[[ INFORMATION SHOWN open ]]

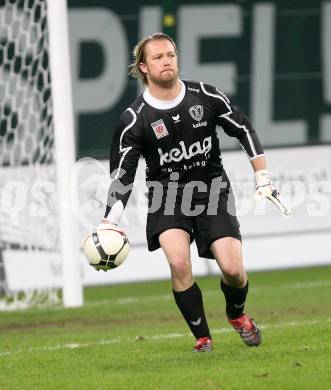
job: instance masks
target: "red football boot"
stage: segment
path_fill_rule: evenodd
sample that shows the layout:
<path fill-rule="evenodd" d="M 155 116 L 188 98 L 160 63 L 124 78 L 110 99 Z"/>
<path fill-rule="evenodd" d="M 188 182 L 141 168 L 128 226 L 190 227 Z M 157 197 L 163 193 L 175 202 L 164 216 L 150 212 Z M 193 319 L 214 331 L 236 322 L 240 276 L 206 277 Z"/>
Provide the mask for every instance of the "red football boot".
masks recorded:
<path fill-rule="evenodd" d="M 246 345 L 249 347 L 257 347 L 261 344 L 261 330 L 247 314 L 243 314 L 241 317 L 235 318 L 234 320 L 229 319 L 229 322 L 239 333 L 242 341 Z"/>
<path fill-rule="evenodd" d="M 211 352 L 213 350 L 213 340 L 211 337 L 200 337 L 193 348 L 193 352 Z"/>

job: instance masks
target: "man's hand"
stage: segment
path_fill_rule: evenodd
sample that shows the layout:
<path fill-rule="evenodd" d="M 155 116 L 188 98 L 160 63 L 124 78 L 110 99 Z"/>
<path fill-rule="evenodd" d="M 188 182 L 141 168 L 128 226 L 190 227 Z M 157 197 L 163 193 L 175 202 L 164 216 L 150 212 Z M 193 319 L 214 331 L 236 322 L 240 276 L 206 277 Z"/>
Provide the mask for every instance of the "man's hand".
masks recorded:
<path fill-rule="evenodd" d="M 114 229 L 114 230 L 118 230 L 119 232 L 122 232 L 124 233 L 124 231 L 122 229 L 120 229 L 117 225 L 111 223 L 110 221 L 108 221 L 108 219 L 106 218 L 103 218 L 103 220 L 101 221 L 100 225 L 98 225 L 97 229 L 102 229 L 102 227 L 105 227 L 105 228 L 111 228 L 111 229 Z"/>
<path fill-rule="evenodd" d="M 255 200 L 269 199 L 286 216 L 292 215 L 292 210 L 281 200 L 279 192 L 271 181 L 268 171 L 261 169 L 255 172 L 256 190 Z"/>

[[ INFORMATION SHOWN closed ]]

TASK TO CARRY OUT: Every line above should be returned exactly; the pictures stay out.

TASK OUTPUT:
job: instance masks
target: "red football boot"
stage: segment
path_fill_rule: evenodd
sample that shows the layout:
<path fill-rule="evenodd" d="M 155 116 L 188 98 L 160 63 L 124 78 L 110 99 Z"/>
<path fill-rule="evenodd" d="M 188 182 L 141 168 L 128 226 L 190 227 Z M 157 197 L 163 193 L 175 202 L 164 216 L 150 212 Z M 193 319 L 214 331 L 236 322 L 240 276 L 206 277 Z"/>
Provide the mask for every instance of the "red football boot".
masks recorded:
<path fill-rule="evenodd" d="M 246 345 L 249 347 L 257 347 L 261 344 L 261 330 L 247 314 L 243 314 L 241 317 L 235 318 L 234 320 L 229 319 L 229 322 L 239 333 L 242 341 Z"/>
<path fill-rule="evenodd" d="M 211 352 L 213 350 L 213 340 L 211 337 L 200 337 L 193 348 L 193 352 Z"/>

job: instance masks
target: "man's hand"
stage: segment
path_fill_rule: evenodd
sample that shows the layout:
<path fill-rule="evenodd" d="M 155 116 L 188 98 L 160 63 L 124 78 L 110 99 Z"/>
<path fill-rule="evenodd" d="M 188 182 L 141 168 L 128 226 L 190 227 Z M 157 197 L 163 193 L 175 202 L 164 216 L 150 212 Z M 193 319 L 214 331 L 236 322 L 240 276 L 206 277 Z"/>
Provide the mask for every instance of the "man's hand".
masks recorded:
<path fill-rule="evenodd" d="M 114 229 L 114 230 L 118 230 L 119 232 L 122 232 L 124 233 L 124 231 L 122 229 L 120 229 L 117 225 L 111 223 L 110 221 L 108 221 L 108 219 L 106 218 L 103 218 L 103 220 L 101 221 L 100 225 L 98 225 L 97 229 L 102 229 L 102 227 L 105 227 L 105 228 L 111 228 L 111 229 Z"/>
<path fill-rule="evenodd" d="M 255 200 L 269 199 L 286 216 L 292 215 L 292 210 L 281 200 L 279 192 L 271 181 L 268 171 L 261 169 L 255 172 L 256 190 Z"/>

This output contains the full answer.